■ **Written exercise**
Repeat the records below word for word, but start at the line that contains "Habitat-count request: mark the snow in", stop after the last line, and include nothing else.

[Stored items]
***

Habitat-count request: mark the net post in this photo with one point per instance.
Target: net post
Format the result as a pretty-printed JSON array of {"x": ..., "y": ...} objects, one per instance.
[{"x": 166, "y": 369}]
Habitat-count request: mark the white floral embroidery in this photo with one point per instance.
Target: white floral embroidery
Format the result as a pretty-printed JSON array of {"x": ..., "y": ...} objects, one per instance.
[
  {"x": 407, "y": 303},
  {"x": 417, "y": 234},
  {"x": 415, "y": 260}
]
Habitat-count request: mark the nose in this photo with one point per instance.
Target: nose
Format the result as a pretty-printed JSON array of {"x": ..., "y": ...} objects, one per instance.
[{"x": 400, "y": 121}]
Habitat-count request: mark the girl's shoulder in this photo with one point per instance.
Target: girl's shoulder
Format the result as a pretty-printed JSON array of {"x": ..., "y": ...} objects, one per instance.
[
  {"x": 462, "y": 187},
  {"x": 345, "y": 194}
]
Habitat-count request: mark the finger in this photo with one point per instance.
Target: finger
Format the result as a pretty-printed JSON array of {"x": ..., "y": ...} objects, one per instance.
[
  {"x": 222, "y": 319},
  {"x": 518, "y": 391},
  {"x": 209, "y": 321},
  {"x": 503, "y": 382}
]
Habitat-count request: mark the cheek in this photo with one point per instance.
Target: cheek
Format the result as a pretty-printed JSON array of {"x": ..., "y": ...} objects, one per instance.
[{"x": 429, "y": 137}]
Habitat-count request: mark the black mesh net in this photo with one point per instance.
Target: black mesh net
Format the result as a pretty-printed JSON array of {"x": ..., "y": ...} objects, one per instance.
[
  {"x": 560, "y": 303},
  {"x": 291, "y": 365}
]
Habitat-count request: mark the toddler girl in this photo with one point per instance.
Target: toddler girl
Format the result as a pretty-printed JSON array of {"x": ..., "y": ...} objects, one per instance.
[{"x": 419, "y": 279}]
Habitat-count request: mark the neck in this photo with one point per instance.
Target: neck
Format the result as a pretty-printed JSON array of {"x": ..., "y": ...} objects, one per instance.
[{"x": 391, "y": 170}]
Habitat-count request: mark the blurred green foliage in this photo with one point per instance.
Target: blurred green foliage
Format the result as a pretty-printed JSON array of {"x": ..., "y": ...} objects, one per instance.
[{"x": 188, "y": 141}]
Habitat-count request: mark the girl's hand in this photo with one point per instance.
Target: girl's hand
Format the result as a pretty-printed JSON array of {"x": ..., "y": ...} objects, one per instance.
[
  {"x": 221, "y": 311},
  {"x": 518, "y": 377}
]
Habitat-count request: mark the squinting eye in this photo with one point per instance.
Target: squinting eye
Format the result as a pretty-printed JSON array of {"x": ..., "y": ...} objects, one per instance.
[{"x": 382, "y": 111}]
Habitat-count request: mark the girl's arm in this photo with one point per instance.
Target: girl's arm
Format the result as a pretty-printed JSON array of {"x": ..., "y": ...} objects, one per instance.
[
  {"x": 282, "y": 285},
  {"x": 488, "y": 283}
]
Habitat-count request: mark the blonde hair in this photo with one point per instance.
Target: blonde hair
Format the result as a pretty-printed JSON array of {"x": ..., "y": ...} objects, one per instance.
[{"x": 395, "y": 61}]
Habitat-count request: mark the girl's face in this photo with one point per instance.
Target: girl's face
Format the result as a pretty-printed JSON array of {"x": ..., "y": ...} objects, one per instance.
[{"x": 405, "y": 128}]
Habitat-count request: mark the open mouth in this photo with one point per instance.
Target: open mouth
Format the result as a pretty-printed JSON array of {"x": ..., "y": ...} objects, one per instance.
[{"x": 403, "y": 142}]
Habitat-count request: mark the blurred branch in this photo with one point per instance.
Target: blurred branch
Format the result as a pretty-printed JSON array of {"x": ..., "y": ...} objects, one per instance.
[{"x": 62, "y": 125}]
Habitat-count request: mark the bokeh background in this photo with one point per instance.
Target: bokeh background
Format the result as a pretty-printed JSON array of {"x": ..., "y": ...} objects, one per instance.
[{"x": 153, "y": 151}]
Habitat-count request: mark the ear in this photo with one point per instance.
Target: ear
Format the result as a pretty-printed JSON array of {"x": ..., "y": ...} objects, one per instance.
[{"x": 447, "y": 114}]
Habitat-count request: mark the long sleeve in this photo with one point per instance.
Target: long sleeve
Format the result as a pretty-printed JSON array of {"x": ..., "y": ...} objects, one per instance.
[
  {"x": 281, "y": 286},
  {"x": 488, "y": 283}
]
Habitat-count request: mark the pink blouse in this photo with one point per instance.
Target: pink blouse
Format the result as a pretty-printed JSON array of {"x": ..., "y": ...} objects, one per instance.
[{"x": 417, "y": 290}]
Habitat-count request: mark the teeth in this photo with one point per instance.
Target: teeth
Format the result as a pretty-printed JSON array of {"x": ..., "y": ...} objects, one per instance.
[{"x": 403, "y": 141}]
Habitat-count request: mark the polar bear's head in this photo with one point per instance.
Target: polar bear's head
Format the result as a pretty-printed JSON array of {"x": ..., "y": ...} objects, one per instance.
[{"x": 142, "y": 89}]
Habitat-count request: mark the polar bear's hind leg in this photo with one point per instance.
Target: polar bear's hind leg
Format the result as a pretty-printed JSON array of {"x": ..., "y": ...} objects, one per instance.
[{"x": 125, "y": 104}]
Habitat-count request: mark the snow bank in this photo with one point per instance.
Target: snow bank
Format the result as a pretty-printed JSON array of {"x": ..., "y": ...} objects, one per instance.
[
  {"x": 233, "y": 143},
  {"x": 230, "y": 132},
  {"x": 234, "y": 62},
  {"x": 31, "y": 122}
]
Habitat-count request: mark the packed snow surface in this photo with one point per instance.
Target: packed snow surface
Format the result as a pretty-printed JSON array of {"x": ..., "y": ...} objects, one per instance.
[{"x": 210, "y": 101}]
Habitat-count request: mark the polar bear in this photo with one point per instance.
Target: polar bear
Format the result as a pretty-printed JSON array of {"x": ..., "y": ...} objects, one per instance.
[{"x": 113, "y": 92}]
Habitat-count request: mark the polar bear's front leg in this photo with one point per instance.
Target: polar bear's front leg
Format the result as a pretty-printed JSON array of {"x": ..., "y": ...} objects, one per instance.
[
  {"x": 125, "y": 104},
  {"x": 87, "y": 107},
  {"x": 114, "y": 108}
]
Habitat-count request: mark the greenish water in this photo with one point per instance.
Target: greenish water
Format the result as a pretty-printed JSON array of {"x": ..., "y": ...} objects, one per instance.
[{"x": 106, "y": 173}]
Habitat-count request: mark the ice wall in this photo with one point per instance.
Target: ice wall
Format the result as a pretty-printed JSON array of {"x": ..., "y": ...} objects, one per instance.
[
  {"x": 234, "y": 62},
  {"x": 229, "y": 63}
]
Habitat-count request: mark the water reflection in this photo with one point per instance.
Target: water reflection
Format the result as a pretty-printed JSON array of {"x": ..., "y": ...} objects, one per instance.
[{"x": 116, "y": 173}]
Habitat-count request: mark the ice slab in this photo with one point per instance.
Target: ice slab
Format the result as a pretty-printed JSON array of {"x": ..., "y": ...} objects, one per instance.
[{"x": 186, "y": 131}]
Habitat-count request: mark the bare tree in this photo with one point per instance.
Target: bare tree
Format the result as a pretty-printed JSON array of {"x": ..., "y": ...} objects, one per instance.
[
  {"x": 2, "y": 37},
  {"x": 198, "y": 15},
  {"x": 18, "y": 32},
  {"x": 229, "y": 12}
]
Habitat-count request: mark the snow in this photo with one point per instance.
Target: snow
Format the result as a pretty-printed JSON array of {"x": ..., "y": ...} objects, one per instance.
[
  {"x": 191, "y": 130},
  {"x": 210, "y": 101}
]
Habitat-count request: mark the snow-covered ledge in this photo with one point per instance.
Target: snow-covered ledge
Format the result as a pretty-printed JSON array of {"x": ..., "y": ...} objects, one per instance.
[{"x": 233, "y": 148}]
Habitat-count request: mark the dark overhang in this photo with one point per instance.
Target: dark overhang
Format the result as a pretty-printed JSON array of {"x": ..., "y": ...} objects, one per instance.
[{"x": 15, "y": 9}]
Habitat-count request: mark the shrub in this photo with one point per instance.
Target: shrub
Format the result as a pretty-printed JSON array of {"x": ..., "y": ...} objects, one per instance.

***

■ **The output**
Habitat-count request: mark the snow in this photo with one point per instance.
Target: snow
Format the result as a pretty-printed JSON array of {"x": ..., "y": ...} objects, one per instance.
[
  {"x": 191, "y": 130},
  {"x": 210, "y": 101}
]
Habitat-count request: mark the snow-covered ledge in this photo with one point per instance.
Target: snow-covered ledge
Format the result as a pretty-printed JSON array of {"x": ..., "y": ...} objects, one per instance.
[{"x": 233, "y": 148}]
Habitat-count request: mark the dark overhang in this photo with one point per instance.
Target: dark overhang
Format the result as a pretty-printed JSON array of {"x": ..., "y": ...} objects, one per instance.
[{"x": 15, "y": 9}]
Habitat-count request: mark the shrub in this photo with one point per instance.
Target: shrub
Format the result as a pretty-printed JSON array of {"x": ..., "y": ...} objects, one per instance.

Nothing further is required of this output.